▶ WORK ITEM:
A copy of the listing below is needed, exact in every line and without images.

▶ INPUT FOR THIS TASK:
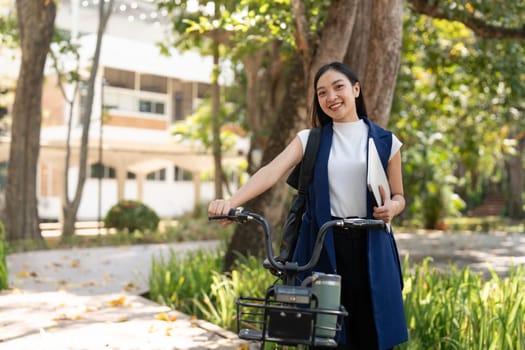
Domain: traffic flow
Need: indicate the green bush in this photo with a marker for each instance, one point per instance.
(453, 309)
(131, 215)
(3, 259)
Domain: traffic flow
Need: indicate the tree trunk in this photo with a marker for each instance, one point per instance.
(339, 40)
(70, 207)
(515, 172)
(36, 20)
(216, 124)
(248, 238)
(384, 57)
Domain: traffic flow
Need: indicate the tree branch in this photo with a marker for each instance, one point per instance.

▶ RESPONSE TO THE TASK:
Domain: traffic flow
Need: indicate the green bush in this photo with a marker for each instance, one point per instance.
(453, 309)
(131, 215)
(3, 259)
Domain: traffic flow
Need: indicate the tree trunk in this photo with a marker for each instance, one point per instance.
(339, 40)
(70, 207)
(515, 172)
(36, 20)
(216, 124)
(248, 238)
(384, 57)
Domain: traffic flow
Need: indicate the tree branch in this photo with a marker for each instance, one point per instance.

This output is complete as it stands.